*About this exercise:*
Restate verbatim the span of lines below between the line with "the sailboat in" and the line with "of the motorboat", including those two lines, and only that span.

[Opening Data for review section]

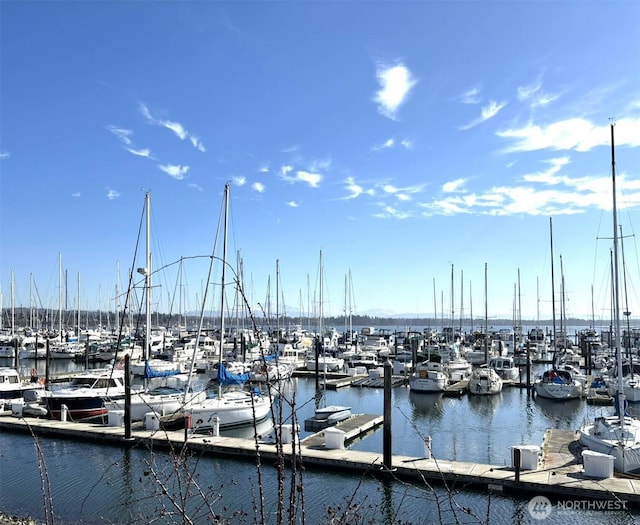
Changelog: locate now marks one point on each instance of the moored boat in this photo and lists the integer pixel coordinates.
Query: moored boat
(86, 393)
(485, 381)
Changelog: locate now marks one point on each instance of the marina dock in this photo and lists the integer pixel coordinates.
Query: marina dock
(558, 472)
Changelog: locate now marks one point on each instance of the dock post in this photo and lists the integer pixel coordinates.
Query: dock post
(387, 457)
(127, 396)
(427, 447)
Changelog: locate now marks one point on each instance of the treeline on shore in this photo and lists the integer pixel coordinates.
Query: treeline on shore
(25, 317)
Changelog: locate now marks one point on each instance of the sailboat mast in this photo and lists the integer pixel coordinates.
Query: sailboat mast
(224, 271)
(616, 280)
(553, 292)
(147, 279)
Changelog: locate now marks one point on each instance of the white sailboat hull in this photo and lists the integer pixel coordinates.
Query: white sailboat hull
(605, 435)
(231, 409)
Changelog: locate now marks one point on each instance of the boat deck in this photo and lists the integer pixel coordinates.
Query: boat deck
(558, 474)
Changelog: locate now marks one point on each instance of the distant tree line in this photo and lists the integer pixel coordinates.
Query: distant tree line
(24, 317)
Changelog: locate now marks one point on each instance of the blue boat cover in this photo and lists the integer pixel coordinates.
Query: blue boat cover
(227, 378)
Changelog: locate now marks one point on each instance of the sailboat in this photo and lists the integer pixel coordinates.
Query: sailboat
(485, 381)
(165, 399)
(323, 411)
(558, 383)
(617, 435)
(229, 407)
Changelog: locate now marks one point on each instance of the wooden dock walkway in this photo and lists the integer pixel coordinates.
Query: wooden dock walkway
(558, 474)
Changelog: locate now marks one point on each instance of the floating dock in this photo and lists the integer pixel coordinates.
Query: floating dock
(557, 471)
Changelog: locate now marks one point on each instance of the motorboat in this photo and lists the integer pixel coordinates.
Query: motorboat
(485, 381)
(85, 395)
(506, 367)
(164, 400)
(558, 384)
(428, 377)
(12, 386)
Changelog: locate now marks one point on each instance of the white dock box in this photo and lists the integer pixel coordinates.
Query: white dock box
(334, 438)
(17, 405)
(288, 435)
(529, 455)
(598, 465)
(115, 418)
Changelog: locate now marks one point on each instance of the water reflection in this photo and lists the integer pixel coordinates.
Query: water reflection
(426, 406)
(485, 406)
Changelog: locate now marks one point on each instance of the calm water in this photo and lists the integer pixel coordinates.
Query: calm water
(85, 483)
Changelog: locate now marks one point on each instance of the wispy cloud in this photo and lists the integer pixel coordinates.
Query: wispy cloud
(385, 145)
(488, 112)
(395, 82)
(389, 212)
(548, 176)
(534, 95)
(355, 190)
(176, 127)
(406, 143)
(124, 135)
(174, 170)
(141, 152)
(454, 186)
(401, 194)
(312, 179)
(576, 134)
(288, 174)
(471, 96)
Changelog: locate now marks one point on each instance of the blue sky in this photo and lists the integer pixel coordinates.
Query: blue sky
(406, 141)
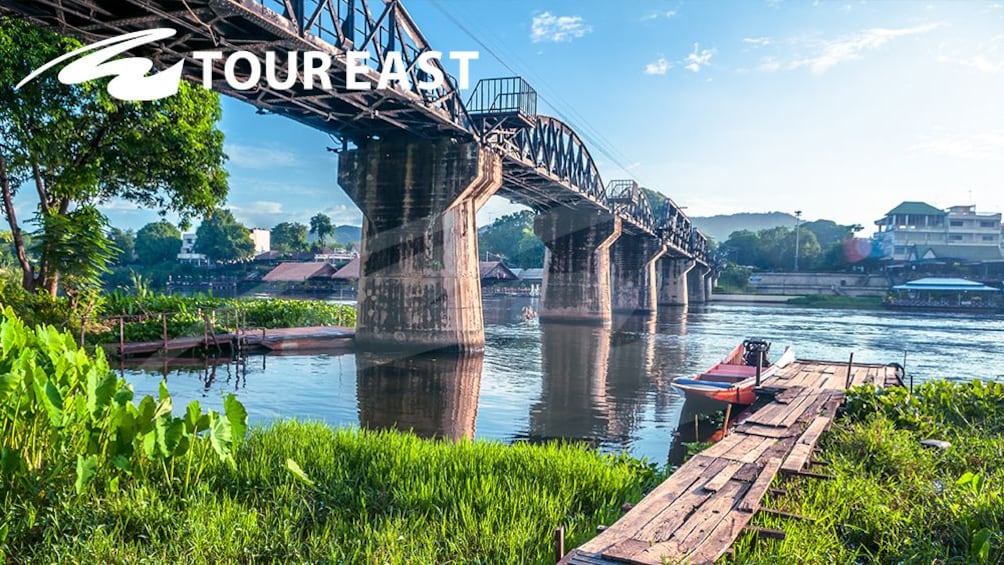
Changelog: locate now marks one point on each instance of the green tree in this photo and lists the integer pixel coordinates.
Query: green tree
(77, 147)
(158, 242)
(221, 238)
(320, 226)
(289, 237)
(124, 241)
(511, 238)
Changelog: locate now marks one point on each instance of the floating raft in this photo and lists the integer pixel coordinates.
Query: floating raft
(285, 339)
(696, 514)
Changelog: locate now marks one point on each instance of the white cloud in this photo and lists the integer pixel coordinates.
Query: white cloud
(251, 157)
(659, 66)
(699, 58)
(985, 146)
(757, 41)
(548, 27)
(769, 64)
(259, 214)
(851, 47)
(658, 14)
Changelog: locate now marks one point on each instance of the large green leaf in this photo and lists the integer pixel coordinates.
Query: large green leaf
(86, 469)
(169, 433)
(100, 389)
(238, 417)
(221, 437)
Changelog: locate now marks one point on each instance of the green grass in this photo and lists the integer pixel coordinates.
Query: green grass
(87, 475)
(833, 301)
(377, 497)
(892, 500)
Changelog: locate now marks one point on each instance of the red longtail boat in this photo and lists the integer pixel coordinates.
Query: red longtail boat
(734, 378)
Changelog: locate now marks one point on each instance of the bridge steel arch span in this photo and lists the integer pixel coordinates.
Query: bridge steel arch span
(460, 159)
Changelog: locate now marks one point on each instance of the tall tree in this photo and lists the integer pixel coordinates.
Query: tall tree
(77, 147)
(511, 238)
(221, 238)
(124, 242)
(289, 237)
(158, 242)
(320, 226)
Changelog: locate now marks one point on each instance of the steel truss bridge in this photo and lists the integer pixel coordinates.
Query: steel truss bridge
(545, 164)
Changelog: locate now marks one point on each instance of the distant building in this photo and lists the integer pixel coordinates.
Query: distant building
(917, 231)
(262, 239)
(188, 254)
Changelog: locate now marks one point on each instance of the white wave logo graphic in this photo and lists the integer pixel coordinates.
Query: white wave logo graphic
(131, 79)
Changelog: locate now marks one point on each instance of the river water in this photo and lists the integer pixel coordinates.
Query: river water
(609, 387)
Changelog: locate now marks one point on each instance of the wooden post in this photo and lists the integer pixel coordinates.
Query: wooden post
(728, 412)
(850, 366)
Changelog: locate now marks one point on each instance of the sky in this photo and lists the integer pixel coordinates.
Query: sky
(839, 109)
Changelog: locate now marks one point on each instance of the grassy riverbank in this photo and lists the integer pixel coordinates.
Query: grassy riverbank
(89, 476)
(892, 500)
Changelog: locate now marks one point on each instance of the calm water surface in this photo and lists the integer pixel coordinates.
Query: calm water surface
(607, 386)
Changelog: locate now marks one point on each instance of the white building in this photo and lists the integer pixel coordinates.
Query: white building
(916, 231)
(262, 239)
(188, 254)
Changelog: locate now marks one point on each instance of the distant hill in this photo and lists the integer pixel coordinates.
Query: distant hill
(342, 235)
(721, 227)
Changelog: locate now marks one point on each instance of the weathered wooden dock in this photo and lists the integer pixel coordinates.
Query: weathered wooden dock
(284, 339)
(696, 514)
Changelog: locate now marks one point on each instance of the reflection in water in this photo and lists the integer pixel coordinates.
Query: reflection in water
(435, 396)
(572, 401)
(608, 387)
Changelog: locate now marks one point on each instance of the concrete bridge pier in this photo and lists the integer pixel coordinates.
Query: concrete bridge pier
(674, 272)
(576, 285)
(696, 287)
(419, 287)
(633, 266)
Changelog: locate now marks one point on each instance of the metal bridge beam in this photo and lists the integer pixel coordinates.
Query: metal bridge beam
(420, 287)
(576, 285)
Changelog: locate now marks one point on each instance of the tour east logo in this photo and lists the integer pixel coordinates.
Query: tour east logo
(132, 80)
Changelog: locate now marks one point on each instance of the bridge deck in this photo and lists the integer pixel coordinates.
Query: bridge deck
(696, 514)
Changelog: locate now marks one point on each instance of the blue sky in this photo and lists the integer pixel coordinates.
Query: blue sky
(841, 109)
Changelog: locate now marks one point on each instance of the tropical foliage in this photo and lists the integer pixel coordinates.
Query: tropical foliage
(88, 475)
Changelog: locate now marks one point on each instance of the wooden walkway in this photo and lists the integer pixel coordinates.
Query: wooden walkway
(284, 339)
(696, 515)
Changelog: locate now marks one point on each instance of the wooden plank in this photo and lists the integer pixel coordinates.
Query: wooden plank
(718, 481)
(697, 530)
(625, 550)
(803, 448)
(673, 516)
(657, 502)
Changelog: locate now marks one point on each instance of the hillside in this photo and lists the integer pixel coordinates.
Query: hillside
(720, 227)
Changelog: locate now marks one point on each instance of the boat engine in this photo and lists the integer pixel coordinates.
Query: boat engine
(752, 348)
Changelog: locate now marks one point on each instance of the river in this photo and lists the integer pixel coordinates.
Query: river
(609, 387)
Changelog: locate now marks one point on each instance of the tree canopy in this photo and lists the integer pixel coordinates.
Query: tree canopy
(78, 148)
(320, 226)
(289, 237)
(158, 242)
(511, 238)
(221, 238)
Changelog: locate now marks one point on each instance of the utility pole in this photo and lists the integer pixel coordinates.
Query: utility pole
(798, 217)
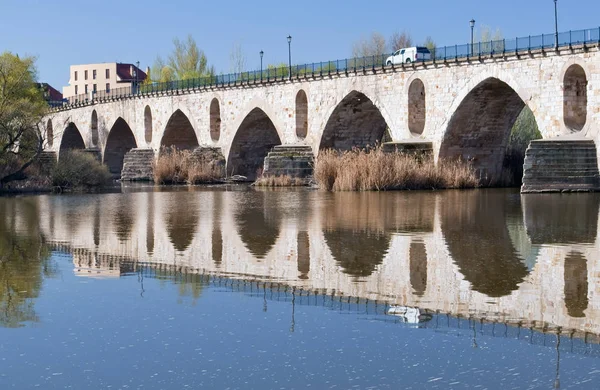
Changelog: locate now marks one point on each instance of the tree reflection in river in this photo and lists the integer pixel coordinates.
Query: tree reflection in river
(24, 261)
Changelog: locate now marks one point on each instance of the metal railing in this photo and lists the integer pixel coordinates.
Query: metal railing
(445, 54)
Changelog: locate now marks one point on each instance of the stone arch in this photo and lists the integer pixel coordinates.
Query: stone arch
(215, 120)
(355, 122)
(49, 133)
(416, 107)
(253, 140)
(473, 223)
(94, 128)
(575, 97)
(576, 284)
(479, 127)
(71, 139)
(120, 141)
(148, 124)
(179, 132)
(301, 114)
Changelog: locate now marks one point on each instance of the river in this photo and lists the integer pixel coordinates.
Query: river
(240, 288)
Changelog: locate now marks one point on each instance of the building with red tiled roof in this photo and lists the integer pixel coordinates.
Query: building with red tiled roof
(102, 78)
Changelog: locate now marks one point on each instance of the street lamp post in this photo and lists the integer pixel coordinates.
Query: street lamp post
(137, 68)
(555, 25)
(290, 54)
(261, 54)
(472, 22)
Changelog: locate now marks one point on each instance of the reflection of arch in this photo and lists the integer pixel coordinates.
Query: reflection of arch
(120, 141)
(418, 267)
(303, 255)
(301, 114)
(359, 240)
(181, 218)
(416, 107)
(71, 139)
(123, 218)
(575, 97)
(355, 121)
(179, 133)
(576, 284)
(561, 219)
(94, 128)
(474, 228)
(480, 126)
(148, 124)
(49, 133)
(253, 140)
(215, 120)
(258, 223)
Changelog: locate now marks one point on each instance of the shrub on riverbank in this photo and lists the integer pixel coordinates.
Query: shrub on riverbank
(374, 170)
(279, 181)
(77, 170)
(181, 166)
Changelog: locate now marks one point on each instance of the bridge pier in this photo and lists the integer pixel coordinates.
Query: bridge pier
(289, 160)
(561, 165)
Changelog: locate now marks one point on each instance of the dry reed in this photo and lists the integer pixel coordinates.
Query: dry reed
(181, 166)
(279, 181)
(374, 170)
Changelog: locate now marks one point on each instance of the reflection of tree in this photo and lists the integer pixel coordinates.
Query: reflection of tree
(23, 261)
(181, 218)
(474, 227)
(357, 252)
(576, 284)
(123, 218)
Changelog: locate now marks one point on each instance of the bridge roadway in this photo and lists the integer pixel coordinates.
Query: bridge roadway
(463, 109)
(517, 269)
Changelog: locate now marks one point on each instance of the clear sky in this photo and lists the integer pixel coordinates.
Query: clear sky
(65, 32)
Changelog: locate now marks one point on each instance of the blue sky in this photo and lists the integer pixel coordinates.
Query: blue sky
(65, 32)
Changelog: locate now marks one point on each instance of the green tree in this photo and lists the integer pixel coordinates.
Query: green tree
(22, 108)
(374, 45)
(187, 61)
(400, 40)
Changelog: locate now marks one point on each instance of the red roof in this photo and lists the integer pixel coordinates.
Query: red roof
(124, 73)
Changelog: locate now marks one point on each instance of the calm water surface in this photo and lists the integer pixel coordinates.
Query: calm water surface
(243, 289)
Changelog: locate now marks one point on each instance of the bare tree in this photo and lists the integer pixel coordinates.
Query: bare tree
(400, 40)
(373, 45)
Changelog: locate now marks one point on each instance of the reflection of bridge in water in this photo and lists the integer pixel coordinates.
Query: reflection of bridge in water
(486, 257)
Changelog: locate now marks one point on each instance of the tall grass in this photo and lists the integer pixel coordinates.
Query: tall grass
(80, 171)
(374, 170)
(181, 166)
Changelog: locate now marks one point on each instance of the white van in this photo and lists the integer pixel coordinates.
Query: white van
(408, 55)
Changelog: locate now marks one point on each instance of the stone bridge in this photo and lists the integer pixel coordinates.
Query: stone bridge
(459, 109)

[Closing Data for review section]

*Result of this exercise:*
Changelog: locate now marks one point on each instance of the sailboat in this photo and lists the integer pixel coordinates.
Query: sailboat
(485, 381)
(165, 399)
(323, 411)
(558, 383)
(617, 435)
(229, 407)
Changelog: locate now marks one point on each instance of the wooden dock walkway in this photo and lists the integer pixel coordinates.
Query: wooden dock walkway
(558, 474)
Changelog: locate now marks one point on each instance of the floating dock in this photo and lists the integer pixel coordinates.
Query: floating dock
(557, 471)
Changelog: locate now marks one point on each instance of the motorboat in this photo and lists the integer pixel coordinates.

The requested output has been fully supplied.